## Material to process

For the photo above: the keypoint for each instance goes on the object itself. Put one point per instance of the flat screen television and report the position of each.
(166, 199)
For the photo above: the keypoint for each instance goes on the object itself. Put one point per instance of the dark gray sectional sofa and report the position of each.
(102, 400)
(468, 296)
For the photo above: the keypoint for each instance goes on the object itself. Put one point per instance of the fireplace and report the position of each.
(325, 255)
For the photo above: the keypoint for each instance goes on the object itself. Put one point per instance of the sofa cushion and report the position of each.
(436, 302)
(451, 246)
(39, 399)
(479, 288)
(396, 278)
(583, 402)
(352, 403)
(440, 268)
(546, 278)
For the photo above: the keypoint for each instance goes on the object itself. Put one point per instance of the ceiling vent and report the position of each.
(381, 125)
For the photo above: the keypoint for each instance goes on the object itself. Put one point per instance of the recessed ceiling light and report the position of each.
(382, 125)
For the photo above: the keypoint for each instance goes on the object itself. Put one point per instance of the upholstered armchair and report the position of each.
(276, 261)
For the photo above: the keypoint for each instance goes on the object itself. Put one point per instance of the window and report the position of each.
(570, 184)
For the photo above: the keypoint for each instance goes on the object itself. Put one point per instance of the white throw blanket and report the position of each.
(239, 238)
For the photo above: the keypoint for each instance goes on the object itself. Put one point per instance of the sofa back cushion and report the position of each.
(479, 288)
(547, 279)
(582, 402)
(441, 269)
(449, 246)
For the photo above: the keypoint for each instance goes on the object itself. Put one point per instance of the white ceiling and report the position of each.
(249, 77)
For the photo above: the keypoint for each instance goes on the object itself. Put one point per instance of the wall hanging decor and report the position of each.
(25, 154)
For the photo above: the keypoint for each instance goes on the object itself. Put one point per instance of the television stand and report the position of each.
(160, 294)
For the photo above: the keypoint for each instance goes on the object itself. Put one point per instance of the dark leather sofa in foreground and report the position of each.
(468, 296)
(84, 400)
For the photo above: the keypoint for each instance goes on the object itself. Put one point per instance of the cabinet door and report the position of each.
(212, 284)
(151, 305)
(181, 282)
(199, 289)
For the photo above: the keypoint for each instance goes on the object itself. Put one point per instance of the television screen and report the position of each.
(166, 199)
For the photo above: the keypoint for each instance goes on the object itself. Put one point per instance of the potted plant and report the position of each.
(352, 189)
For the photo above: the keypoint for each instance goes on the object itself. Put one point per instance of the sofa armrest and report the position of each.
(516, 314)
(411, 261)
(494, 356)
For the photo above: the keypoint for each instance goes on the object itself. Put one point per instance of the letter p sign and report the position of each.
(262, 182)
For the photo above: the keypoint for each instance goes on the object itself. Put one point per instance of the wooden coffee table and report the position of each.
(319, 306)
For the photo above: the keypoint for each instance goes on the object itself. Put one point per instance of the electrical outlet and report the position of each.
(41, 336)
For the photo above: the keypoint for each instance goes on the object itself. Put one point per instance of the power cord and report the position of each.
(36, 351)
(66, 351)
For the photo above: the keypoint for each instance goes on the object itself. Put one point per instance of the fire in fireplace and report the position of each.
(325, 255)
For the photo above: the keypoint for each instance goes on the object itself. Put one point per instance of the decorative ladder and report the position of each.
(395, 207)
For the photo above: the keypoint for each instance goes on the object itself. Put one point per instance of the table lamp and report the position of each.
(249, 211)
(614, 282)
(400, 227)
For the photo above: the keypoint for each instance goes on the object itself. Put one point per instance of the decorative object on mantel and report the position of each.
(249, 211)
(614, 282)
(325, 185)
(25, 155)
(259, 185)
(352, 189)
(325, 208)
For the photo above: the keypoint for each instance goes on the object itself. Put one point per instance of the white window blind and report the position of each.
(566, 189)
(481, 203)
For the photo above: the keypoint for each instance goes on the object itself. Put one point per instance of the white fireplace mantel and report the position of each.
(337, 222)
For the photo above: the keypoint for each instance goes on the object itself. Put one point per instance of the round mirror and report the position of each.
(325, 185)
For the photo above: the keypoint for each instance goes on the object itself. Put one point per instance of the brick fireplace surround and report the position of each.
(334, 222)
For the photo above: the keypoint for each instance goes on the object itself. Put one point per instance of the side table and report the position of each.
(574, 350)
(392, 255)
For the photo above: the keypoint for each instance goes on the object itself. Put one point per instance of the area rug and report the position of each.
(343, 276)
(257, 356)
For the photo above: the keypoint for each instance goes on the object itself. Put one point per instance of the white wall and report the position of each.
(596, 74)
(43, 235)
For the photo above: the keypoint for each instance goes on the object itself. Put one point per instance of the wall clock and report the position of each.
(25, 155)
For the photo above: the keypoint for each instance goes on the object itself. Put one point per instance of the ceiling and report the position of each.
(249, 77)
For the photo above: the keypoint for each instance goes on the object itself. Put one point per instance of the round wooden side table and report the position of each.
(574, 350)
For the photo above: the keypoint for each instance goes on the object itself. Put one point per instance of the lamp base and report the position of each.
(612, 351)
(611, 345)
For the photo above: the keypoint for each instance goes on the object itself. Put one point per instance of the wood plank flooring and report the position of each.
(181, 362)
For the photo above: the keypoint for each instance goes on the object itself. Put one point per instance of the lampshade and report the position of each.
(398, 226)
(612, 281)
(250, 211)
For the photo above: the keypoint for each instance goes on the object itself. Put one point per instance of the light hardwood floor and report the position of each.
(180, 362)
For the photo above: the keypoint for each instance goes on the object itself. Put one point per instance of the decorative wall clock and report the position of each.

## Task to carry out
Can you pull out the part of the rows above that begins with the line containing "the ceiling and report the position of each." and runs through the final row, reproducing each line unchanged?

## Output for this exercise
For the photo above: the keypoint for each instance goes on the object itself. Put one point per instance of the ceiling and report the position of each.
(249, 77)
For the photo above: the keypoint for each instance goes on the object itself. Put one point per instance of the round wooden side table and report the position of each.
(574, 350)
For the photo above: the keypoint for each instance goes on the object itself. Put one point per instance of the lamp base and report the position of each.
(612, 351)
(611, 345)
For the photo above: the keypoint for each instance goes on the object itself. Put one point per instance of the wood plank flooring and report the position of each.
(181, 362)
For the photo above: the keypoint for each instance goes on the object itself. Put one point per instance of the lampshade and report the position of each.
(398, 226)
(612, 281)
(250, 211)
For the photo above: the keypoint for each instance goes on the object itself. Put one point per instance of the light hardwood floor and report the position of each.
(180, 362)
For the photo above: the keypoint for each instance goes on the object itself. Put one point per instance of the decorative wall clock and report the position of each.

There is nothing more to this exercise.